__INSTRUCTIONS TO FOLLOW__
Please continue the report on WFP food deliveries after the earthquake, starting right after its final sentence.

__DOCUMENT PASSAGE__

=== Section Start ===

WFP today began expanding its food distributions to mountain villages near the epicentre of last Saturday’s earthquake.
WFP today began expanding its food distributions to mountain villages near the epicentre of last Saturday’s earthquake. Operations are hampered, however, by severe damage to roads and landslides, with many areas still accessible only by air.
Trucks loaded with high energy biscuits fanned out in several different directions from Muzaffarabad in an effort to reach as many people as possible in villages that have received little or no assistance since the earthquake struck.
Some 25,000 people are feared dead and hundreds of thousand have been left homeless and destitute.
“We headed south, but after 10 km, the road had gone – the tarmac was buckled like a staircase. We got a message through to the villagers and they came down on foot to collect the food,” said Mia Turner, a WFP staff member travelling with the convoy.
“We are going to have to use helicopters reach most of the people out there.”
Even the people we have been able to reach have little more than a sheet of plastic to protect themselves against the elements.
Mia Turner, WFP spokesperson
WFP will be using a fleet of 14 helicopters to support the relief operation – six more than originally planned. Four are already in the country and have started airlifting food to earthquake victims in and around the town of Manshera, some 30 km west of Muzaffarabad.
Two heavy-lift helicopters are now on their way to Pakistan from Malaysia, aboard a giant Antonov-124 cargo plane. They are due to arrive this evening. Four more are due next week.
Apart from the damage to roads, access is further complicated by the sheer weight of traffic on those that remain open, causing jams and tailbacks several kilometres long.

=== Section End ===

__LISTED ENTRIES__
=== Section Start ===

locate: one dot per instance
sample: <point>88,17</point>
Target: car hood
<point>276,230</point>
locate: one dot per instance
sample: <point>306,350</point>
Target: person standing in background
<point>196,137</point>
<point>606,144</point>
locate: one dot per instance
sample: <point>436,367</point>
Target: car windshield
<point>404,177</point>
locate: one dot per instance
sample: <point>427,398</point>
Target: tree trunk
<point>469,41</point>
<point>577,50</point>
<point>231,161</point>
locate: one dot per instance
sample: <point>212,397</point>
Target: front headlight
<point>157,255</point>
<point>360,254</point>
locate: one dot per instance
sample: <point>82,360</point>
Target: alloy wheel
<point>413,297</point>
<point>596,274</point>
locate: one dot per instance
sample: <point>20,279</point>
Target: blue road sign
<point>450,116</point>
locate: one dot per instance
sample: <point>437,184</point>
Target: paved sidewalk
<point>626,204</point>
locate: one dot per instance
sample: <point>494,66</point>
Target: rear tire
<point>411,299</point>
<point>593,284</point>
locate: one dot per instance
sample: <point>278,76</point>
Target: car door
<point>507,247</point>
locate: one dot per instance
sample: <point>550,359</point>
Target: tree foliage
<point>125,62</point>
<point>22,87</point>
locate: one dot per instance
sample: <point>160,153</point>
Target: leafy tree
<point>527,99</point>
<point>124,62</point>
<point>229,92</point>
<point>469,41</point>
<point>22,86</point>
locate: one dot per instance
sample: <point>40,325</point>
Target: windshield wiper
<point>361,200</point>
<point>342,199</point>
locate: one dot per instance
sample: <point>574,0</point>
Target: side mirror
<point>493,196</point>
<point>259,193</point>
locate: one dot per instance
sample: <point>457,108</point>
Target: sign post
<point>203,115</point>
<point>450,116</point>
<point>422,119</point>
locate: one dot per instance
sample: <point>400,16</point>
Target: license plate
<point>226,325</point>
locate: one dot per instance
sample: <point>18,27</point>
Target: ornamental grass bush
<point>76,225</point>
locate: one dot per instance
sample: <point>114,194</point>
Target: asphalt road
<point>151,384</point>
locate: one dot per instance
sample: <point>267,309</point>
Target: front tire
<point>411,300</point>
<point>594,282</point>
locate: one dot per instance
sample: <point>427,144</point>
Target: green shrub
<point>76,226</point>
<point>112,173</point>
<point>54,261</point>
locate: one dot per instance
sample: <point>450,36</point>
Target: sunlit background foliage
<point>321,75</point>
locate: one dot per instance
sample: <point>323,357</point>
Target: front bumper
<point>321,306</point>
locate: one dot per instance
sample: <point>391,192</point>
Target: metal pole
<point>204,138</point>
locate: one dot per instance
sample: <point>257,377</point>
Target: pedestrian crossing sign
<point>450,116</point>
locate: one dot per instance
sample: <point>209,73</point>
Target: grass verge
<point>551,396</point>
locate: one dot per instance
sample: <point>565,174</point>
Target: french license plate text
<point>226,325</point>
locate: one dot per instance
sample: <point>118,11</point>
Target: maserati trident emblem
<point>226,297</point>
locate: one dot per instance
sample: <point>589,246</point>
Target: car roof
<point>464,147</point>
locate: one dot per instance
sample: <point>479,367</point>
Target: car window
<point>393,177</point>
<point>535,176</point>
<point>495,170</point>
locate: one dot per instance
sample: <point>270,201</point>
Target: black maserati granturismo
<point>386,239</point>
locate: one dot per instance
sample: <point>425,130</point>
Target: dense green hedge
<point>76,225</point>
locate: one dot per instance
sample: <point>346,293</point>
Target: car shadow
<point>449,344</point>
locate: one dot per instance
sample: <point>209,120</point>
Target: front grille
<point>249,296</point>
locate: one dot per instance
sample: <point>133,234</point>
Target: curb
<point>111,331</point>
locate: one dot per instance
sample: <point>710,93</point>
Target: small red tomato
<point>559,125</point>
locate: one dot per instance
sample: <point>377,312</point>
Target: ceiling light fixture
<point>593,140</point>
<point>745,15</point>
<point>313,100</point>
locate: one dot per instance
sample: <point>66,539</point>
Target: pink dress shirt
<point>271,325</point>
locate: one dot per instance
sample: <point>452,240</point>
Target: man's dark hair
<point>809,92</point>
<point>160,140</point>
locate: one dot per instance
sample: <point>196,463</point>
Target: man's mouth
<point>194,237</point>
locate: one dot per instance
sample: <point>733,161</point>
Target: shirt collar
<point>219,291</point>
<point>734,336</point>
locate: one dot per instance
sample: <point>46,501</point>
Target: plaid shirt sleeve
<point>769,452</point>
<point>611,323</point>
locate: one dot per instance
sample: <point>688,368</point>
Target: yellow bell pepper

=== Section End ===

__TASK RESPONSE__
WFP is also concerned that falling temperatures in the mountains will present a serious problem for the hundreds of thousands of people still without shelter.
“Even the people we have been able to reach have little more than a sheet of plastic to protect themselves against the elements. Temperatures at night are plummeting and there are now forecasts of snow,” Turner said.
Tents and blankets
Forty light trucks diverted from WFP’s Afghanistan operation to help the relief effort have been loaded with tents and blankets and are expected to reach the earthquake zone within the next two days.
Other aid agencies and the Pakistan army have also been putting up tents and some are distributing food.
WFP trucks carrying food are being dispatched every day from Islamabad to Muzaffarabad and the surrounding area, a journey taking a minimum of 12 hours.
To ensure a continuing supply of biscuits – vital at this early stage of relief, when people still lack the means to prepare food – WFP is sending another plane carrying medical supplies and biscuits from its humanitarian depot in Brindisi tomorrow.
This is in addition to a flight by an Airbus of the global express, logistics and mail company, TNT, the same day, carrying 32 tons of BP5 high energy biscuits, donated by Norway.